### Exercise instructions:
Copy all the records below, putting "Output" wherever "Result" appears and changing nothing else.

### Records supplied:
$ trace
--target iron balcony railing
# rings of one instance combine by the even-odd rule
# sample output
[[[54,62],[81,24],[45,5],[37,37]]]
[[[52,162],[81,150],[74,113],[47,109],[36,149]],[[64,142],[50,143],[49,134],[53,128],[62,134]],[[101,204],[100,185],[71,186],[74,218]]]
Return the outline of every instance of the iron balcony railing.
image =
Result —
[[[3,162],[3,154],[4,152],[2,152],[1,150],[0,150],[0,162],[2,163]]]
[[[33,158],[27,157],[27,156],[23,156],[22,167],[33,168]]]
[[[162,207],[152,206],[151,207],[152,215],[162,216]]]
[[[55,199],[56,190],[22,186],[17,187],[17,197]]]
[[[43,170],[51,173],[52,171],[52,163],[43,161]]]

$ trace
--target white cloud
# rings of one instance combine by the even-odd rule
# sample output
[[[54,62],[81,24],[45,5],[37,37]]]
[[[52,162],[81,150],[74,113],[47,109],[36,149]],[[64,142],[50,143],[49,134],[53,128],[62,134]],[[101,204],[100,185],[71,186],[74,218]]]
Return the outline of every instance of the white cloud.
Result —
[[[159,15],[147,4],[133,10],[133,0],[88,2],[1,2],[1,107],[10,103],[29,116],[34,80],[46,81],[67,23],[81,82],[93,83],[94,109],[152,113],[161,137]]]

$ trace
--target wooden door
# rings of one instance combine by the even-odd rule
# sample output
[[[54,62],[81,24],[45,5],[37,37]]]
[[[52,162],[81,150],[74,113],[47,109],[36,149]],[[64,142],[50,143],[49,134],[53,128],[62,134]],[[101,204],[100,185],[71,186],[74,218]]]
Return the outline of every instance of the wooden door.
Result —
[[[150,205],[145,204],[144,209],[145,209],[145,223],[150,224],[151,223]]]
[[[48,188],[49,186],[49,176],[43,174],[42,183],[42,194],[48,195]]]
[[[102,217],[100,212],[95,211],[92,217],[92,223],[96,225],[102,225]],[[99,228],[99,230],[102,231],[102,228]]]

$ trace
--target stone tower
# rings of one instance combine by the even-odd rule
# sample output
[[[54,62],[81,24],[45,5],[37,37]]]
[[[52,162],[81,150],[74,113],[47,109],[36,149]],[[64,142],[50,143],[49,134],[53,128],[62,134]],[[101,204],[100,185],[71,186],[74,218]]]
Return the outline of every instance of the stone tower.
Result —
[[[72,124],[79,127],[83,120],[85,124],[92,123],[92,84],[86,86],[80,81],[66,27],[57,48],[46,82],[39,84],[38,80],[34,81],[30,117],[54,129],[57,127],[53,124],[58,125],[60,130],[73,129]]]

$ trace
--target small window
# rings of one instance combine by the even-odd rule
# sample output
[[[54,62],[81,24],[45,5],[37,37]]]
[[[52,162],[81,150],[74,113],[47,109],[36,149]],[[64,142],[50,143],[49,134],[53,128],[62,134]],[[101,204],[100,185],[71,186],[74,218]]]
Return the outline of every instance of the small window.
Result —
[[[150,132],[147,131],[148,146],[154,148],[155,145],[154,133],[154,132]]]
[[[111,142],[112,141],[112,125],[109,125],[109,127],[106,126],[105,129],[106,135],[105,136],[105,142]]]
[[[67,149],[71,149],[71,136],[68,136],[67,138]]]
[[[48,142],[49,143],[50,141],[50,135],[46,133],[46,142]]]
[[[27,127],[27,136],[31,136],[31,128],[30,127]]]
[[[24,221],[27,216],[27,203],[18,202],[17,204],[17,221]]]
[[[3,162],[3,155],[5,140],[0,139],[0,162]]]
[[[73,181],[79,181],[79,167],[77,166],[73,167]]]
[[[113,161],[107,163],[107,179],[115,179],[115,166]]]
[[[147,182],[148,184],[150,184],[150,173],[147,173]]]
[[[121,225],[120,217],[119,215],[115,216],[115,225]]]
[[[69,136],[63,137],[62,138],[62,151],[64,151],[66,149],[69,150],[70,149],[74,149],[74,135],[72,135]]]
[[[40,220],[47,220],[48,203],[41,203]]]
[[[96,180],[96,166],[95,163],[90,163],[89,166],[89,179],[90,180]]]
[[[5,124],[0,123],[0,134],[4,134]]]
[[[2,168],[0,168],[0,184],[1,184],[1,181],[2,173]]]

### Response:
$ trace
--target iron balcony railing
# rings of one instance combine by the even-odd rule
# sample output
[[[54,62],[81,24],[45,5],[37,37]]]
[[[52,162],[81,150],[74,113],[47,109],[36,149]],[[64,142],[50,143],[49,134],[53,128],[62,134]],[[101,204],[100,185],[71,186],[74,218]]]
Return the outline of every instance of the iron balcony railing.
image =
Output —
[[[3,162],[3,154],[4,152],[2,152],[1,150],[0,150],[0,162],[2,163]]]
[[[33,158],[27,157],[27,156],[23,156],[22,167],[33,168]]]
[[[162,207],[152,206],[151,207],[152,215],[162,216]]]
[[[55,199],[56,190],[22,186],[17,187],[17,197]]]
[[[43,170],[51,173],[52,171],[52,163],[43,161]]]

$ trace
--target white cloud
# rings of one instance combine by the even-odd rule
# sample output
[[[54,62],[81,24],[45,5],[37,37]]]
[[[52,162],[81,150],[74,113],[47,109],[36,149]],[[64,142],[50,143],[49,134],[53,128],[62,134]],[[101,204],[100,185],[71,186],[74,218]]]
Return the outline of every instance of the white cloud.
Output —
[[[159,15],[147,4],[133,10],[133,0],[88,2],[1,2],[1,107],[10,103],[29,116],[34,80],[46,81],[67,23],[81,82],[93,83],[94,109],[152,113],[161,137]]]

$ trace
--target wooden door
# rings of one instance combine by the even-odd rule
# sample output
[[[54,62],[81,24],[45,5],[37,37]]]
[[[52,162],[81,150],[74,113],[47,109],[36,149]],[[64,142],[50,143],[49,134],[53,128],[62,134]],[[101,204],[100,185],[71,186],[74,218]]]
Return the outline of every instance of the wooden door.
Output —
[[[150,205],[145,204],[144,209],[145,209],[145,223],[150,224],[151,223]]]
[[[48,188],[49,186],[49,176],[43,174],[42,183],[42,194],[48,195]]]
[[[102,217],[100,212],[95,211],[92,217],[92,223],[96,225],[102,225]],[[99,228],[99,230],[102,231],[102,228]]]

$ trace
--target stone tower
# rings of one instance combine by the even-odd rule
# sample output
[[[54,62],[81,24],[45,5],[37,37]]]
[[[52,162],[81,150],[74,113],[47,109],[36,149]],[[64,142],[50,143],[49,134],[53,128],[62,134]],[[101,204],[100,185],[71,186],[74,218]]]
Return the outline of every instance of the stone tower.
Output —
[[[72,124],[79,127],[83,120],[85,124],[92,123],[92,84],[86,86],[80,81],[66,27],[57,48],[46,82],[39,84],[38,80],[34,81],[30,117],[54,129],[57,127],[53,124],[58,125],[60,130],[73,129]]]

$ trace
--target small window
# rings of one instance combine by the even-odd rule
# sample output
[[[54,62],[81,24],[45,5],[37,37]]]
[[[52,162],[81,150],[74,113],[47,109],[36,149]],[[64,142],[50,143],[49,134],[53,128],[62,134]],[[101,204],[100,185],[71,186],[74,218]]]
Return the outline of every instance of the small window.
Output —
[[[150,132],[147,131],[148,146],[154,148],[155,145],[154,133],[154,132]]]
[[[111,142],[112,141],[112,125],[109,125],[109,127],[106,126],[105,129],[106,135],[105,136],[105,142]]]
[[[67,149],[71,149],[71,136],[68,136],[67,138]]]
[[[48,142],[49,143],[50,141],[50,135],[46,133],[46,142]]]
[[[27,127],[27,136],[31,136],[31,128],[30,127]]]
[[[24,221],[27,216],[27,203],[18,202],[17,204],[17,221]]]
[[[3,162],[3,155],[5,140],[0,139],[0,162]]]
[[[73,181],[79,181],[79,167],[77,166],[73,167]]]
[[[113,161],[107,163],[107,179],[115,179],[115,166]]]
[[[147,182],[148,184],[150,184],[150,173],[147,173]]]
[[[121,225],[120,217],[119,215],[115,216],[115,225]]]
[[[69,136],[63,137],[62,138],[62,151],[64,151],[66,149],[69,150],[70,149],[74,149],[74,135],[72,135]]]
[[[40,220],[47,220],[48,203],[41,203]]]
[[[96,180],[96,166],[95,163],[90,163],[89,166],[89,179],[90,180]]]
[[[5,124],[0,123],[0,134],[4,134]]]
[[[2,168],[0,168],[0,184],[1,184],[1,181],[2,173]]]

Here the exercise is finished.